Source records:

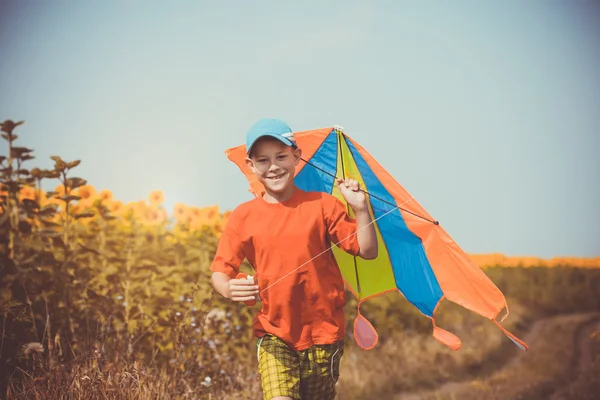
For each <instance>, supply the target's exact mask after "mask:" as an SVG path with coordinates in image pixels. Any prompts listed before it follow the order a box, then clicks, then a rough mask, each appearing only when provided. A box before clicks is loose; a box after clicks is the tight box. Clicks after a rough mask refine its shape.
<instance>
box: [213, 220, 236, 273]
mask: <svg viewBox="0 0 600 400" xmlns="http://www.w3.org/2000/svg"><path fill="white" fill-rule="evenodd" d="M238 225H239V222H238V217H237V213H235V211H234V212H233V213H232V214H231V215H230V217H229V219H228V221H227V224H226V225H225V229H224V230H223V233H222V234H221V238H220V239H219V244H218V246H217V251H216V253H215V257H214V259H213V262H212V264H211V266H210V270H211V271H212V272H222V273H224V274H226V275H227V276H229V277H230V278H231V279H233V278H235V277H236V275H237V274H238V273H239V272H240V265H241V264H242V261H244V258H245V256H244V250H243V247H242V245H243V244H242V240H241V239H240V235H239V233H238Z"/></svg>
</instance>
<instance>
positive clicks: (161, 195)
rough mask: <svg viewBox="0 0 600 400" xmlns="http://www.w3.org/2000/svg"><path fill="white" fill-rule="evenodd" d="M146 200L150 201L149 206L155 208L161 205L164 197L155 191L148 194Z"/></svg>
mask: <svg viewBox="0 0 600 400" xmlns="http://www.w3.org/2000/svg"><path fill="white" fill-rule="evenodd" d="M148 199H149V200H150V204H152V205H153V206H155V207H156V206H160V205H161V204H162V203H163V201H165V196H164V195H163V192H161V191H160V190H155V191H153V192H152V193H150V196H149V198H148Z"/></svg>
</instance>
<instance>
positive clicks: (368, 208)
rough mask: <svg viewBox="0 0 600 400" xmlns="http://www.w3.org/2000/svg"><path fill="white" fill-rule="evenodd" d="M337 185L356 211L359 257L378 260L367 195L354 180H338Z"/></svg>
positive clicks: (375, 244) (356, 228) (372, 223)
mask: <svg viewBox="0 0 600 400" xmlns="http://www.w3.org/2000/svg"><path fill="white" fill-rule="evenodd" d="M337 184H338V188H339V189H340V192H341V193H342V196H344V199H345V200H346V202H347V203H348V205H349V206H350V207H352V211H354V215H355V220H356V232H357V233H356V236H357V241H358V247H359V252H358V255H359V256H360V257H361V258H364V259H365V260H371V259H374V258H377V254H378V246H377V235H376V234H375V226H374V224H373V223H372V220H371V214H369V205H368V204H367V197H366V195H365V194H364V192H362V191H361V190H360V186H359V184H358V182H357V181H356V180H354V179H345V180H342V179H338V180H337Z"/></svg>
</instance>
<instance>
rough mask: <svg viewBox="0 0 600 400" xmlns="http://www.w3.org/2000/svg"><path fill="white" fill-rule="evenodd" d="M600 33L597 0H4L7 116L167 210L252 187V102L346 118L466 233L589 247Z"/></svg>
mask: <svg viewBox="0 0 600 400" xmlns="http://www.w3.org/2000/svg"><path fill="white" fill-rule="evenodd" d="M599 37H600V7H599V4H598V3H593V2H591V1H568V2H566V1H528V2H523V1H518V2H517V1H502V2H491V1H486V2H478V1H456V2H431V1H430V2H427V1H425V2H421V1H419V2H417V1H414V2H407V1H406V2H403V1H397V2H396V1H373V2H366V1H331V2H281V1H255V2H247V1H237V2H234V1H225V2H206V1H177V2H158V1H143V2H142V1H122V2H117V1H102V2H100V1H88V2H67V1H52V2H34V1H25V0H13V1H8V0H6V1H3V2H2V5H1V6H0V51H1V54H2V56H1V57H0V88H1V92H0V93H1V95H0V111H1V114H2V115H0V119H2V120H4V119H8V118H10V119H14V120H25V121H26V124H25V125H24V126H23V127H21V128H20V129H19V131H18V133H19V134H20V137H21V138H22V141H21V145H24V146H28V147H31V148H34V149H35V155H36V157H37V159H36V165H38V166H41V167H50V166H51V165H52V161H51V160H50V159H49V157H50V156H51V155H60V156H61V157H63V158H64V159H69V160H71V159H81V160H82V163H81V165H80V167H78V169H77V174H78V176H81V177H83V178H85V179H87V180H88V181H89V182H90V184H92V185H94V186H95V187H97V188H99V189H110V190H112V191H113V193H114V194H115V197H117V198H119V199H121V200H123V201H136V200H140V199H143V198H146V197H147V195H148V194H149V193H150V192H151V191H152V190H155V189H160V190H162V191H163V192H164V193H165V197H166V207H167V208H168V209H169V211H171V209H172V207H173V205H174V204H175V203H179V202H181V203H186V204H189V205H196V206H207V205H213V204H219V205H220V207H222V209H231V208H233V207H235V206H236V205H237V204H239V203H241V202H243V201H246V200H248V199H250V194H249V193H248V191H247V184H246V182H245V179H244V177H243V176H242V175H241V173H240V172H239V170H238V169H237V167H236V166H235V165H233V164H232V163H231V162H229V161H228V160H227V159H226V157H225V156H224V150H225V149H226V148H229V147H233V146H237V145H239V144H242V143H243V141H244V134H245V132H246V130H247V129H248V128H249V127H250V126H251V125H252V124H253V123H254V122H255V121H256V120H258V119H259V118H262V117H265V116H269V117H277V118H282V119H284V120H286V121H287V122H288V123H289V124H290V125H291V126H292V128H293V129H294V130H306V129H313V128H318V127H326V126H332V125H335V124H338V125H342V126H344V128H345V130H346V133H347V134H348V135H349V136H351V137H352V138H354V139H355V140H357V141H358V142H359V143H361V144H362V145H363V146H364V147H365V148H366V149H367V150H368V151H369V152H370V153H371V154H372V155H373V156H374V157H375V158H376V159H377V160H378V161H379V162H380V163H381V164H382V165H383V166H384V167H385V168H386V169H387V170H388V171H389V172H390V173H391V174H392V175H393V176H394V177H395V178H396V179H397V180H398V181H399V182H400V183H401V184H402V185H403V186H404V187H405V188H406V189H407V190H408V191H409V192H410V193H411V194H412V195H413V197H414V198H415V199H416V200H417V201H418V202H419V203H420V204H422V205H423V206H424V207H425V208H426V209H427V210H428V211H429V212H430V214H432V215H433V216H434V217H435V218H436V219H438V220H439V221H440V222H441V224H442V225H443V226H444V228H445V229H446V230H447V231H448V232H449V233H450V235H451V236H452V237H453V238H454V239H455V240H456V241H457V242H458V244H459V245H460V246H461V247H462V248H463V249H465V250H466V251H468V252H472V253H489V252H502V253H505V254H508V255H536V256H540V257H553V256H584V257H585V256H600V224H599V222H600V213H599V212H598V207H599V205H600V188H599V187H600V185H599V183H600V161H599V159H600V157H598V155H597V152H598V149H599V148H600V74H598V73H597V71H600V46H598V38H599ZM3 152H5V150H4V151H3ZM31 165H33V164H31Z"/></svg>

:: GOAL OF THE EXERCISE ::
Leaving images out, please output every line of the data exactly.

:: OUTPUT OF THE EXERCISE ::
For each <instance>, supply the target's exact mask after "mask:" as an SVG path with coordinates in image pixels. Any prompts listed before it follow the order a box, then clicks, then a rough mask, each appearing only when provided. A box before clicks is loose; a box after clicks is the tight box. Clicks after a rough mask refine its shape.
<instance>
box: [213, 220, 236, 273]
mask: <svg viewBox="0 0 600 400" xmlns="http://www.w3.org/2000/svg"><path fill="white" fill-rule="evenodd" d="M238 225H239V222H238V217H237V213H235V211H234V212H233V213H232V214H231V215H230V217H229V219H228V221H227V224H226V225H225V229H224V230H223V233H222V234H221V238H220V239H219V244H218V246H217V251H216V253H215V257H214V259H213V262H212V264H211V266H210V270H211V271H212V272H222V273H224V274H226V275H227V276H229V277H230V278H231V279H233V278H235V277H236V275H237V274H238V273H239V272H240V265H241V264H242V261H244V258H245V256H244V250H243V247H242V245H243V244H242V240H241V239H240V235H239V233H238Z"/></svg>
</instance>
<instance>
positive clicks: (161, 195)
rough mask: <svg viewBox="0 0 600 400" xmlns="http://www.w3.org/2000/svg"><path fill="white" fill-rule="evenodd" d="M146 200L150 201L149 206L155 208L161 205L164 197L155 191L148 194Z"/></svg>
mask: <svg viewBox="0 0 600 400" xmlns="http://www.w3.org/2000/svg"><path fill="white" fill-rule="evenodd" d="M148 199H149V200H150V204H152V205H153V206H155V207H156V206H160V205H161V204H162V203H163V201H165V196H164V195H163V192H161V191H160V190H155V191H153V192H152V193H150V196H149V198H148Z"/></svg>
</instance>
<instance>
positive clicks: (368, 208)
rough mask: <svg viewBox="0 0 600 400" xmlns="http://www.w3.org/2000/svg"><path fill="white" fill-rule="evenodd" d="M337 185L356 211L359 257L378 260L367 195L354 180H338Z"/></svg>
positive clicks: (375, 244) (356, 228) (372, 223)
mask: <svg viewBox="0 0 600 400" xmlns="http://www.w3.org/2000/svg"><path fill="white" fill-rule="evenodd" d="M337 184H338V188H339V189H340V192H341V193H342V196H344V199H345V200H346V202H347V203H348V205H349V206H350V207H352V211H354V215H355V220H356V232H357V233H356V236H357V241H358V247H359V252H358V255H359V256H360V257H361V258H364V259H365V260H371V259H374V258H377V254H378V246H377V235H376V234H375V226H374V224H373V223H372V220H371V214H369V205H368V204H367V197H366V195H365V194H364V192H362V191H361V190H360V186H359V184H358V182H357V181H356V180H354V179H345V180H342V179H338V180H337Z"/></svg>
</instance>
<instance>
rough mask: <svg viewBox="0 0 600 400" xmlns="http://www.w3.org/2000/svg"><path fill="white" fill-rule="evenodd" d="M600 33L597 0H4L7 116L167 210L252 187V102L346 118L466 233L589 247Z"/></svg>
mask: <svg viewBox="0 0 600 400" xmlns="http://www.w3.org/2000/svg"><path fill="white" fill-rule="evenodd" d="M599 37H600V7H599V4H598V3H593V2H591V1H568V2H566V1H528V2H523V1H518V2H517V1H502V2H491V1H486V2H478V1H456V2H431V1H430V2H427V1H425V2H421V1H419V2H417V1H414V2H407V1H406V2H403V1H397V2H396V1H373V2H366V1H331V2H281V1H255V2H247V1H237V2H234V1H225V2H206V1H177V2H158V1H143V2H142V1H122V2H117V1H102V2H100V1H88V2H67V1H52V2H34V1H25V0H13V1H8V0H6V1H3V2H2V5H1V6H0V51H1V54H2V56H1V57H0V88H1V92H0V93H1V95H0V111H1V114H2V115H0V119H2V120H4V119H8V118H10V119H14V120H25V121H26V124H25V125H24V126H23V127H21V128H20V129H19V131H18V133H19V134H20V137H21V138H22V141H21V145H24V146H28V147H31V148H34V149H35V155H36V157H37V159H36V165H38V166H41V167H50V166H51V165H52V161H51V160H50V159H49V157H50V156H51V155H60V156H61V157H63V158H64V159H69V160H71V159H81V160H82V163H81V165H80V167H78V169H77V174H78V176H81V177H83V178H85V179H87V180H88V181H89V182H90V184H92V185H94V186H95V187H97V188H99V189H110V190H112V191H113V193H114V194H115V197H117V198H119V199H121V200H123V201H136V200H140V199H143V198H146V197H147V195H148V194H149V193H150V192H151V191H152V190H155V189H160V190H162V191H163V192H164V193H165V197H166V207H167V208H168V209H169V211H171V209H172V207H173V205H174V204H175V203H179V202H181V203H186V204H189V205H196V206H207V205H213V204H219V205H220V207H222V209H231V208H233V207H235V206H236V205H237V204H239V203H241V202H243V201H246V200H248V199H250V194H249V193H248V191H247V184H246V182H245V179H244V177H243V176H242V175H241V173H240V172H239V170H238V169H237V167H236V166H235V165H233V164H232V163H231V162H229V161H228V160H227V159H226V157H225V156H224V150H225V149H226V148H229V147H233V146H237V145H239V144H242V143H243V141H244V134H245V132H246V130H247V129H248V128H249V127H250V126H251V125H252V124H253V123H254V122H255V121H256V120H258V119H259V118H262V117H265V116H269V117H277V118H282V119H284V120H286V121H287V122H288V123H289V124H290V125H291V126H292V128H293V129H294V130H306V129H313V128H318V127H326V126H332V125H335V124H338V125H342V126H344V128H345V130H346V133H347V134H348V135H349V136H351V137H352V138H354V139H355V140H357V141H358V142H359V143H361V144H362V145H363V146H364V147H365V148H366V149H367V150H368V151H369V152H370V153H371V154H372V155H373V156H374V157H375V158H376V159H377V160H378V161H379V162H380V163H381V164H382V165H383V166H384V167H385V168H386V169H387V170H388V171H389V172H390V173H391V174H392V175H393V176H394V177H395V178H396V179H397V180H398V181H399V182H400V183H401V184H402V185H403V186H404V187H405V188H406V189H407V190H408V191H409V192H410V193H411V194H412V195H413V197H414V198H415V199H416V200H417V201H418V202H419V203H420V204H422V205H423V206H424V207H425V208H426V209H427V210H428V211H429V212H430V214H432V215H433V216H434V217H435V218H436V219H438V220H439V221H440V222H441V224H442V225H443V226H444V228H445V229H446V230H447V231H448V232H449V233H450V235H451V236H452V237H453V238H454V239H455V240H456V241H457V242H458V244H459V245H460V246H461V247H462V248H463V249H465V250H466V251H468V252H472V253H489V252H502V253H505V254H508V255H536V256H540V257H553V256H584V257H585V256H600V224H599V222H600V213H599V212H598V207H599V205H600V188H599V187H600V185H599V183H600V161H599V159H600V157H598V155H597V152H598V149H599V148H600V74H598V73H597V71H600V46H598V38H599ZM3 152H5V150H4V151H3ZM31 165H33V164H31Z"/></svg>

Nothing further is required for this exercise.